'''

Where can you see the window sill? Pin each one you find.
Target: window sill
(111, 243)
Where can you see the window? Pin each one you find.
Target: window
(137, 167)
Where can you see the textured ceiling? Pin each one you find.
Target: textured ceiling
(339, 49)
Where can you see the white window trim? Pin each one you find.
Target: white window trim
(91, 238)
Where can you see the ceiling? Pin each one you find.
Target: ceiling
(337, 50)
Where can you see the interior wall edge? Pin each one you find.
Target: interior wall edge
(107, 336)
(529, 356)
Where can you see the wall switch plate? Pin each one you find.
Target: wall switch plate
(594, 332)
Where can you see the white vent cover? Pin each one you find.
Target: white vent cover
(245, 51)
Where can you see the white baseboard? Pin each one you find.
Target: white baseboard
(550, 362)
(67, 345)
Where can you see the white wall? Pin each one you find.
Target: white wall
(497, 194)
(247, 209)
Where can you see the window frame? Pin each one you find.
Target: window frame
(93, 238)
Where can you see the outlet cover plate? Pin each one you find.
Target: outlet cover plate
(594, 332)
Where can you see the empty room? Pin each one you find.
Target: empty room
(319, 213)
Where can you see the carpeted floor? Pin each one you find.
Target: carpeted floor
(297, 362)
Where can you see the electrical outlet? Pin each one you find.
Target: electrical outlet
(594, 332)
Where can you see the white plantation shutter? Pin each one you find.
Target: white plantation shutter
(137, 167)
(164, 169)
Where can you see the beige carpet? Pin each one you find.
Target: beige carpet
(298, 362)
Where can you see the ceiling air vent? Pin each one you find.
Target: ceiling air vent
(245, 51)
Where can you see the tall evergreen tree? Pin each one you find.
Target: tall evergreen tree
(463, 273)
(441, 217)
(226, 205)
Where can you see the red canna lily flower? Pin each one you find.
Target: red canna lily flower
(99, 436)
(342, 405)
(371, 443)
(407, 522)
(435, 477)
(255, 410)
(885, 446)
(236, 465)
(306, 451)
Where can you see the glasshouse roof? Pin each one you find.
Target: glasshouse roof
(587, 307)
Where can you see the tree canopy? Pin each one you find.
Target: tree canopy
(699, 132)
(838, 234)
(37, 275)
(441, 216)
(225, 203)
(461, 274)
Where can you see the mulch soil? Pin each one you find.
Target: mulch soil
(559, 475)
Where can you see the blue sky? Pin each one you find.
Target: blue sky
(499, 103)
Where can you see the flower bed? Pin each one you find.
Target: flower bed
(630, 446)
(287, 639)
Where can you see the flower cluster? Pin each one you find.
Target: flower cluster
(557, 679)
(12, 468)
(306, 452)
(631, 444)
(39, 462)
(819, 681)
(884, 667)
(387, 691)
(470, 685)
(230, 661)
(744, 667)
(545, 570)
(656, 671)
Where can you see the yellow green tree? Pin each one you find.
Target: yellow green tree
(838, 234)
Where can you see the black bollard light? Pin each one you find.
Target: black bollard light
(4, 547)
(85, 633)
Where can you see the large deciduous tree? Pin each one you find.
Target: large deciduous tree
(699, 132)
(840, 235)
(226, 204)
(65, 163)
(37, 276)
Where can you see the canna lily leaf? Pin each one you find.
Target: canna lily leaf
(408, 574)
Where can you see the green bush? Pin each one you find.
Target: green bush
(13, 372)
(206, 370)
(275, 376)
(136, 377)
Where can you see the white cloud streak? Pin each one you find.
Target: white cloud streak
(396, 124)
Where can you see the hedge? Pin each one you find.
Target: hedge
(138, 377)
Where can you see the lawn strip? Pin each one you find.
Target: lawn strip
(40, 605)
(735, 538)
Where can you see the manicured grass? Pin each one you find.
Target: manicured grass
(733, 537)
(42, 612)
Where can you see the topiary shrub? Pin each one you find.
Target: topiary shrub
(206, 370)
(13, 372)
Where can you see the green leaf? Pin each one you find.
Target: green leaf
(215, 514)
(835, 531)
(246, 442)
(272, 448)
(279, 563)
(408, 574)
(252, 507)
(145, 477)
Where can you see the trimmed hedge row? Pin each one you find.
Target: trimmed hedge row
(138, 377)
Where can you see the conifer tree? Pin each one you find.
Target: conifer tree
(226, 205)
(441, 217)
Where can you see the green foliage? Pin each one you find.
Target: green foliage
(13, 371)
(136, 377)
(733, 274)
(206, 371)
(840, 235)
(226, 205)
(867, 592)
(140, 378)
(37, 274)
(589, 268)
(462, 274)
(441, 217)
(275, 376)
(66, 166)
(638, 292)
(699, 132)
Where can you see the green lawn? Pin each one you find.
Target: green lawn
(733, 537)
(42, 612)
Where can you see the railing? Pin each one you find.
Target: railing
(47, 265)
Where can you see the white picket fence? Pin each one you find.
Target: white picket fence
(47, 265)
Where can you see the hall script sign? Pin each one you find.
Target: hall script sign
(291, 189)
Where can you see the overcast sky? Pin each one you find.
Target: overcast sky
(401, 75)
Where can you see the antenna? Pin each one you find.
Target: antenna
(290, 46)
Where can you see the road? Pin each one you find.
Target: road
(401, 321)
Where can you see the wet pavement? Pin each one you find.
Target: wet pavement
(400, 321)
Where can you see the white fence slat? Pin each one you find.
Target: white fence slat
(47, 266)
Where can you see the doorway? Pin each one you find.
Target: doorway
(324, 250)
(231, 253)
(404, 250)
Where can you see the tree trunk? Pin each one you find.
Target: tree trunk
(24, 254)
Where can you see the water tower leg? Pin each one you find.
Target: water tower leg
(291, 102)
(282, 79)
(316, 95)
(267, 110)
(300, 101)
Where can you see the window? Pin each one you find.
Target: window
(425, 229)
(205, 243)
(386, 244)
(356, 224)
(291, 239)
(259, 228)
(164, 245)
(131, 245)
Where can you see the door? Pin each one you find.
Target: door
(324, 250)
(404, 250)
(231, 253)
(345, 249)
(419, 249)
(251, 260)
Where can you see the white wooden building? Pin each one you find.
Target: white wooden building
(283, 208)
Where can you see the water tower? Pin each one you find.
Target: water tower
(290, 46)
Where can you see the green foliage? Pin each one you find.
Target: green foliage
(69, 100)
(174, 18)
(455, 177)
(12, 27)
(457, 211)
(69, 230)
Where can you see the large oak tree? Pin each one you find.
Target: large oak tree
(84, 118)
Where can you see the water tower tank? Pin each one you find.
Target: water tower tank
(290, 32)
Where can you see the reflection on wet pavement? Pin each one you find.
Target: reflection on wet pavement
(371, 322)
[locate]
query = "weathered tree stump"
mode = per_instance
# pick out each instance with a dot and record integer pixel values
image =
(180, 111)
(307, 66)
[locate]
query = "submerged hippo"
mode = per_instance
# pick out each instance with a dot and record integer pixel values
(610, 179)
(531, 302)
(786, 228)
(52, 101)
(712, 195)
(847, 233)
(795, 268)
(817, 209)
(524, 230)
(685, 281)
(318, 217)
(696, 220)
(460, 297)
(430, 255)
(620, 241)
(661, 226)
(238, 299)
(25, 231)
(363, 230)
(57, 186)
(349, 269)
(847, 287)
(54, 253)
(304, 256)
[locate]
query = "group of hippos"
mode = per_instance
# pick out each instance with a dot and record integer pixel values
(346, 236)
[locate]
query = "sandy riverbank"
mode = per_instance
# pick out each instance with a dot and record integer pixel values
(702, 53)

'''

Exercise: From the first line of the records through the line with "Where can you see the tall", retype everything word for word, including both ends.

Solution for this exercise:
Where can you see the window sill? Pin each one you find.
Target: window sill
(111, 243)
Where can you see the window? Pin each one you find.
Target: window
(137, 167)
Where can you see the textured ceiling? Pin each one you find.
Target: textured ceiling
(339, 49)
Where can you see the white window trim? Pin each one you find.
Target: white window trim
(91, 238)
Where can you see the ceiling? Pin each one you find.
Target: ceiling
(337, 50)
Where can you see the interior wall edge? Pin each one you find.
Target: interior wall edge
(107, 336)
(529, 356)
Where can you see the wall switch plate? Pin each one you find.
Target: wall switch plate
(594, 332)
Where can you see the white vent cover? Pin each one you find.
Target: white vent cover
(245, 51)
Where can you see the white baseboard? Pin each one you find.
Target: white baseboard
(550, 362)
(67, 345)
Where can you see the white wall? Pin each one you find.
Target: white wall
(497, 194)
(247, 209)
Where can you see the window frame? Pin each one you find.
Target: window frame
(93, 238)
Where can you see the outlet cover plate? Pin each one you find.
Target: outlet cover plate
(594, 332)
Where can you see the empty room? Pin each one you find.
Target: empty room
(319, 213)
Where can you see the carpeted floor? Pin each one you find.
Target: carpeted floor
(297, 362)
Where can you see the electrical outlet? Pin each one you find.
Target: electrical outlet
(594, 332)
Where can you see the white plantation shutter? Pin each one you find.
Target: white plantation shutter
(137, 167)
(164, 169)
Where can you see the beige carpet? Pin each one you find.
Target: beige carpet
(298, 362)
Where can you see the ceiling air vent? Pin each one you find.
Target: ceiling air vent
(245, 51)
Where can you see the tall evergreen tree? Pin each one you find.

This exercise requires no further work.